Collection entries:
⟨

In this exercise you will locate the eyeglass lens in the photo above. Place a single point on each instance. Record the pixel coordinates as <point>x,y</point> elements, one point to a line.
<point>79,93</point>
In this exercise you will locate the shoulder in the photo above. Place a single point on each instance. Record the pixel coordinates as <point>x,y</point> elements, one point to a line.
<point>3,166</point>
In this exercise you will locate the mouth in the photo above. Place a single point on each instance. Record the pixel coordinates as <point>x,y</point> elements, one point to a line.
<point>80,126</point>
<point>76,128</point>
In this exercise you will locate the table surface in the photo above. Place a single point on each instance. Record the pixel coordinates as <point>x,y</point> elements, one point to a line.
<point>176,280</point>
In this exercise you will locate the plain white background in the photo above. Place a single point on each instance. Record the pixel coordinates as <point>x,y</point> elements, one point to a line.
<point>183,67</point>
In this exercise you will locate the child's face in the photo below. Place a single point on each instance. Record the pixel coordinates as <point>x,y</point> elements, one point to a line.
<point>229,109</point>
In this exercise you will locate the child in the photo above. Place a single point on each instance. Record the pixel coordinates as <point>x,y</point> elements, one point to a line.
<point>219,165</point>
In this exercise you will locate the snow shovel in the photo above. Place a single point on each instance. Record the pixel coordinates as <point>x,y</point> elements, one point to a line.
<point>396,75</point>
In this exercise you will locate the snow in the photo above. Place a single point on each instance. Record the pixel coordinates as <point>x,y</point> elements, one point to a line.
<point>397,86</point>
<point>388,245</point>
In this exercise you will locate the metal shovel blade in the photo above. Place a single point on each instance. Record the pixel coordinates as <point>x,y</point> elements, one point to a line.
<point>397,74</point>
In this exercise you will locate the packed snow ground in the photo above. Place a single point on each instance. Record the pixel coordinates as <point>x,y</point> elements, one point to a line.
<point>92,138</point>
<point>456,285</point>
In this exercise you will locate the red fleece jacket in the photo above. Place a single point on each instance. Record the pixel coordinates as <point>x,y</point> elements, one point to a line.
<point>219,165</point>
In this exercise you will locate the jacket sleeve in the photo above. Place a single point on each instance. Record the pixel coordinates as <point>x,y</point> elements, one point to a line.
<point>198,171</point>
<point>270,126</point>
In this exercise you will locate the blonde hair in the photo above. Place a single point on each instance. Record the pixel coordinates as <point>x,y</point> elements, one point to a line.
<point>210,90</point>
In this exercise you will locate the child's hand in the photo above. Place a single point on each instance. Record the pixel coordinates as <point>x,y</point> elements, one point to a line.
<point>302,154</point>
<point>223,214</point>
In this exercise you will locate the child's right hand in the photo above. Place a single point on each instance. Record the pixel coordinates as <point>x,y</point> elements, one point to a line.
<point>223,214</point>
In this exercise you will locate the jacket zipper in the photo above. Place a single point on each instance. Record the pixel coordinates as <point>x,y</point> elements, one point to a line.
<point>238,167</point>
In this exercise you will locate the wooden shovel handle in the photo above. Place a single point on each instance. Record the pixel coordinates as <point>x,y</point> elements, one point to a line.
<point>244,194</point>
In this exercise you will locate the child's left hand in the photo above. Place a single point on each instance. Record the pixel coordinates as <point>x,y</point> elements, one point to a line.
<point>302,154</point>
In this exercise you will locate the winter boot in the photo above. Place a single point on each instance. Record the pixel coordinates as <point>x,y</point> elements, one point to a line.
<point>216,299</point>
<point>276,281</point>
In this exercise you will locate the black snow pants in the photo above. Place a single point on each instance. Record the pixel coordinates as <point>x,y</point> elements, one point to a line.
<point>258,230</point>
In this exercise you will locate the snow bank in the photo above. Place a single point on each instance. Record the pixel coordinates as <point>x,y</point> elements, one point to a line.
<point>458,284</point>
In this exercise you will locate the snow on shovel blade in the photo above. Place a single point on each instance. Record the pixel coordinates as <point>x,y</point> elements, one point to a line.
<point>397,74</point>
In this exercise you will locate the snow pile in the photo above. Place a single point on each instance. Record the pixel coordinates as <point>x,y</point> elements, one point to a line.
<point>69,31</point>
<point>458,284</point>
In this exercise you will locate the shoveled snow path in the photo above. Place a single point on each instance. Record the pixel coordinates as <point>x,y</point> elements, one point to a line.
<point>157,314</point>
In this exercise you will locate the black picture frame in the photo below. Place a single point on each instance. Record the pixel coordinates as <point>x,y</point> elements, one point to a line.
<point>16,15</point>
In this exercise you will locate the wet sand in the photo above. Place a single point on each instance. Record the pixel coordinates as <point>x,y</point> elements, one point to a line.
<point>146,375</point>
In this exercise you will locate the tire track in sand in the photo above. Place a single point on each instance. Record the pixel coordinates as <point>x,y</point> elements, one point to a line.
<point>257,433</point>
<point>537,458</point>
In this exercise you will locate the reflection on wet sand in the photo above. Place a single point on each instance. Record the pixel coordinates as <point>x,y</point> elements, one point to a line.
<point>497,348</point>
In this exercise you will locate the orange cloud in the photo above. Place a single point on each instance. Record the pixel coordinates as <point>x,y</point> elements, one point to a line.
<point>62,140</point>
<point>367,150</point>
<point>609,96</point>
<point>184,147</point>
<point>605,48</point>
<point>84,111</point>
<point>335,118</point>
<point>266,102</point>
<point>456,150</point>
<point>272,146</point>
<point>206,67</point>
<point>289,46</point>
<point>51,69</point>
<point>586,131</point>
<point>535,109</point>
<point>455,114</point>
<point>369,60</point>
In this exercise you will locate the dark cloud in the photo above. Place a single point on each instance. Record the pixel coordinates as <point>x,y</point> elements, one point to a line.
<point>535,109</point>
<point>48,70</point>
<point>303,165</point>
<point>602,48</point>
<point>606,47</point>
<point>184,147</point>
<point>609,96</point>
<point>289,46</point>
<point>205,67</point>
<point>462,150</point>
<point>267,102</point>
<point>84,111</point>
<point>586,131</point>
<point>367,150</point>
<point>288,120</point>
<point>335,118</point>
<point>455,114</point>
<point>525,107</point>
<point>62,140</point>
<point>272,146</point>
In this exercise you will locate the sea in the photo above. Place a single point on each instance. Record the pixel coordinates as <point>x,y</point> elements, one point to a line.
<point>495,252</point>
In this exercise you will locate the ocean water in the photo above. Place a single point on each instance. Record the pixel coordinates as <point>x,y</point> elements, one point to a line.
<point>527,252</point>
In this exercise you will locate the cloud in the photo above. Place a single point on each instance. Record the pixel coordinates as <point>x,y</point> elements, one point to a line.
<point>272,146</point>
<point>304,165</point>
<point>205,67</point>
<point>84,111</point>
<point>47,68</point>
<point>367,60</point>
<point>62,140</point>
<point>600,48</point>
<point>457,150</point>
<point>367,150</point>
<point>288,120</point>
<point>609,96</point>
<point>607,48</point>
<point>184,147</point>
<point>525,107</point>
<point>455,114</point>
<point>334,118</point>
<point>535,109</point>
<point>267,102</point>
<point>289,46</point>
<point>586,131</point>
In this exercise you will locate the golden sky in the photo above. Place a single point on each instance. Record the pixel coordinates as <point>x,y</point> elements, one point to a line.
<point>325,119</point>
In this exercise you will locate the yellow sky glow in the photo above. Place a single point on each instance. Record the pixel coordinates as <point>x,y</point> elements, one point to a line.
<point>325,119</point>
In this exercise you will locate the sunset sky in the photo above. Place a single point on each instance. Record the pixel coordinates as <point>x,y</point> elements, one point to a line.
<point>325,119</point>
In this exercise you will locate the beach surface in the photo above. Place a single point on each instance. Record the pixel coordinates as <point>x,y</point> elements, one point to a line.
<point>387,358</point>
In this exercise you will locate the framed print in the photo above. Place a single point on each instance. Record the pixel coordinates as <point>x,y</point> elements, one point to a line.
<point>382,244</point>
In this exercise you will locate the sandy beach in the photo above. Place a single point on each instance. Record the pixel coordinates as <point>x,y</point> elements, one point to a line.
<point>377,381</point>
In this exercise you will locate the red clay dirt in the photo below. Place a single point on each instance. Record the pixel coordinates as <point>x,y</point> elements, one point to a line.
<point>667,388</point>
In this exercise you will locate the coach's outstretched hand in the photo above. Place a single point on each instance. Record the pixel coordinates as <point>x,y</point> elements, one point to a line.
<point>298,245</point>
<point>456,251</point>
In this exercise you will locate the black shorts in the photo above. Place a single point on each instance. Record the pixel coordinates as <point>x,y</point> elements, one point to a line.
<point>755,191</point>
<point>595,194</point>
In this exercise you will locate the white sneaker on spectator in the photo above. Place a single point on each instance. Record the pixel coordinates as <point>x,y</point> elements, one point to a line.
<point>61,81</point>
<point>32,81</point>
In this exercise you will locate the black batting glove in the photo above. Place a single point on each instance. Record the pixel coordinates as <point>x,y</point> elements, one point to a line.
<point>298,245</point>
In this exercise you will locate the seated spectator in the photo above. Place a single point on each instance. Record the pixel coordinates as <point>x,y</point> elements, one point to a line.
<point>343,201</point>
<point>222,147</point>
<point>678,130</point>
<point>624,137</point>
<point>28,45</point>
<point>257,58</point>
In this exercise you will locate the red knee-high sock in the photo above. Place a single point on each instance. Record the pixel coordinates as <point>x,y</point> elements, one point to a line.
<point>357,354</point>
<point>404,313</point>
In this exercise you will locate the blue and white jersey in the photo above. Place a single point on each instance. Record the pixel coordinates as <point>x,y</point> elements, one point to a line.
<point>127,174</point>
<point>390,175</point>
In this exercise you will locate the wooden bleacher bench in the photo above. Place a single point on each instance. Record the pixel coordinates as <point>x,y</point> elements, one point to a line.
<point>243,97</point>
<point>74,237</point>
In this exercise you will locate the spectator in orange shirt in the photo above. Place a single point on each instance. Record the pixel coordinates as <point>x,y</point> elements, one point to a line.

⟩

» To do:
Begin with the line that contains "In this exercise you will locate the wooden bleacher" and quote each line after it exactly, stopping after the last line of the data.

» Solved problem:
In this exercise you will locate the wooden bleacher bench in the photo above. Place a single point on each instance. Record the pixel coordinates as <point>x,y</point> elements, one point to a line.
<point>243,97</point>
<point>74,237</point>
In this exercise you will locate the spectator in orange shirt in the photo above. Place a single point on each instance. Record the pixel coordinates as <point>x,y</point> elements, one point to a line.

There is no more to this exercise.